▸ **Compito richiesto**:
Trascrivi fedelmente la parte del ricordo di Manrico Gammarota compresa tra "CARO AMICO TI" e "Forte, intenso, lunghissimo.", estremi inclusi.

▸ **Brano fornito**:
+++
CARO AMICO TI SCRIVO
RICORDO E RICORDI DI MANRICO GAMMAROTA
Rosa era andata via da qualche
mese quando all’improvviso
mi sei sbucato davanti da una stradina
laterale, Manrico, ed è stato abbraccio.
Forte, intenso, lunghissimo.
E poi parole, tante, un fiume in piena
di parole, che però scorrevano apparentemente
quiete. La bocca abbozzava
un sorriso ma i tuoi occhi non
ridevano. Vidi in essi l’ombra velata
che spesso ci vedevo ma vestita di
una consapevolezza nuova, la consapevolezza
dell’ineluttabile.
Non avevo provato a dirti nulla
nemmeno prima, e anche quel giorno
ti ascoltai soltanto, fino alla fine.
Dopo le tue ultime parole provai a
dire che per Rosa il tempo compiuto
aveva avuto sicuramente un senso e
tu mi rispondesti, triste, “attendo di
conoscere il mio senso”.
Ma poi la vita, piano piano, ti aveva
ripreso. Sembrava, perlomeno. Ma
no, era proprio così, com’era giusto
che fosse. E la vita ti aveva ridato gli
entusiasmi, e il senso era stato, prima
di tutto, l’amore per Luca&Mattia,
i tuoi figli, i gemelli che crescevano
bene, che studiavano e si stavano facendo
il loro posto nel mondo. I tuoi
meravigliosi ragazzi che con amore,
compostezza e dignità ti hanno ricordato
in una chiesa gremita e piangente
ai piedi di quella bara. “Non ho mai
nascosto a mio padre che lo amo tantissimo” e “hai detto, papà, quella volta, che
ti sentivi come un’ochetta spiumata”,
sono state alcune delle parole che
Luca e Mattia ti hanno rivolto, con gli
occhi asciutti, chiedendo a tutti, implicitamente,
di fare silenzio e di non
provare a pensare a una qualsiasi ragione
per il percorso che ti sei scelto,
Manrico.
+++
▸ **Dati forniti**:
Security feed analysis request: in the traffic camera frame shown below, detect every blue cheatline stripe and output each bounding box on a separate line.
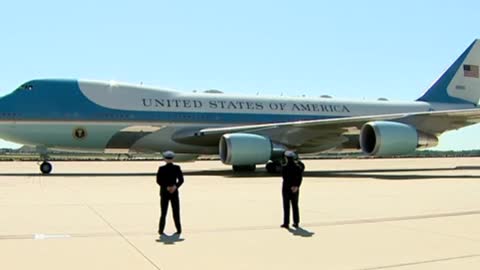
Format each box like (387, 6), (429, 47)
(417, 41), (476, 105)
(0, 79), (344, 124)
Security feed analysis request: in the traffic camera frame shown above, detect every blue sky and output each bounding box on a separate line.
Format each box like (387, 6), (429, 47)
(0, 0), (480, 149)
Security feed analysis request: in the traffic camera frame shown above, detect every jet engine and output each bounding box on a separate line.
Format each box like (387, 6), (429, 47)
(219, 133), (284, 165)
(359, 121), (438, 156)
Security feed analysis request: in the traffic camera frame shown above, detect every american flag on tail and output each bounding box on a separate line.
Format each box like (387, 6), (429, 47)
(463, 65), (479, 78)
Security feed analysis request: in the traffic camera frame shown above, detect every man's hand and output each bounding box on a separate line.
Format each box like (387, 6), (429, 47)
(167, 186), (177, 193)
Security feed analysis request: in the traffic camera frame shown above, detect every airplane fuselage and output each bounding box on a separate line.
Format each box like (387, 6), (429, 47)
(0, 80), (471, 154)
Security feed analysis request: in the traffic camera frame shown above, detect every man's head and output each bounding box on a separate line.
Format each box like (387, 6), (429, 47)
(162, 151), (175, 163)
(284, 150), (297, 160)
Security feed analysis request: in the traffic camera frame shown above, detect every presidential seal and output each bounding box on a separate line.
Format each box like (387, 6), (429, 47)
(72, 127), (87, 140)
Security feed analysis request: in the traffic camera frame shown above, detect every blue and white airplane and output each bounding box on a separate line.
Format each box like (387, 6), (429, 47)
(0, 40), (480, 173)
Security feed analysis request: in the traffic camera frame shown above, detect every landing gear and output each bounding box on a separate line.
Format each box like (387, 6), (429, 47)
(232, 164), (256, 172)
(40, 161), (53, 174)
(265, 162), (282, 174)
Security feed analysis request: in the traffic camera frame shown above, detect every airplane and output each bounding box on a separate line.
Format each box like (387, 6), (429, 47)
(0, 40), (480, 174)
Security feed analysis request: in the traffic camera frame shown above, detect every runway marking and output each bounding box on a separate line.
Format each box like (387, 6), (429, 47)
(359, 254), (480, 270)
(33, 233), (72, 240)
(87, 205), (161, 270)
(0, 209), (480, 240)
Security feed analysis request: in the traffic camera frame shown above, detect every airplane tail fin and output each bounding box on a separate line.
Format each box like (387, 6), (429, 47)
(417, 39), (480, 106)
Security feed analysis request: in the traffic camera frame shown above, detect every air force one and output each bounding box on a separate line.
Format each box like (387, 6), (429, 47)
(0, 40), (480, 174)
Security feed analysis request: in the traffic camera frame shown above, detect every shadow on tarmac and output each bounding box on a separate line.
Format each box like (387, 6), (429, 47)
(288, 227), (315, 237)
(0, 166), (480, 180)
(155, 233), (185, 245)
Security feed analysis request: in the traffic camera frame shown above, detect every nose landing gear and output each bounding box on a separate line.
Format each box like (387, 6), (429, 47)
(40, 161), (53, 174)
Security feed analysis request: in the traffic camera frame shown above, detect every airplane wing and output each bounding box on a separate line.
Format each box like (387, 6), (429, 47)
(175, 109), (480, 151)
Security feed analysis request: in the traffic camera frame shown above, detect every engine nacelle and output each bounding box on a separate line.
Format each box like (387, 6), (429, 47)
(359, 121), (438, 156)
(219, 133), (273, 165)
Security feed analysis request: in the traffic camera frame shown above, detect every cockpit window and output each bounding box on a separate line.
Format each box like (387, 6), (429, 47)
(17, 83), (33, 91)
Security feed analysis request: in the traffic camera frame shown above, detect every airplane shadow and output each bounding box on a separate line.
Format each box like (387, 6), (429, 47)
(288, 227), (315, 237)
(155, 234), (185, 245)
(0, 166), (480, 180)
(181, 166), (480, 180)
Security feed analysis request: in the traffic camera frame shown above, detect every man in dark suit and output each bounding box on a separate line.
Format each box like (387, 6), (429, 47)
(280, 151), (305, 229)
(157, 151), (183, 235)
+++
▸ **Risposta scritta**:
CARO AMICO TI SCRIVO
RICORDO E RICORDI DI MANRICO GAMMAROTA
Rosa era andata via da qualche
mese quando all’improvviso
mi sei sbucato davanti da una stradina
laterale, Manrico, ed è stato abbraccio.
Forte, intenso, lunghissimo.